What needs to be done:
Lines in the listing below that contain the string "strip" are to be found and copied.

Provided records:
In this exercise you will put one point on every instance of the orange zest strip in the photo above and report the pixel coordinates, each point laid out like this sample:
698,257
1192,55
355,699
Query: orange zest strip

Response:
In this exercise you will put one point on every instance of the orange zest strip in the photo above and report the pixel coordinates, each point laid out like this sample:
Query: orange zest strip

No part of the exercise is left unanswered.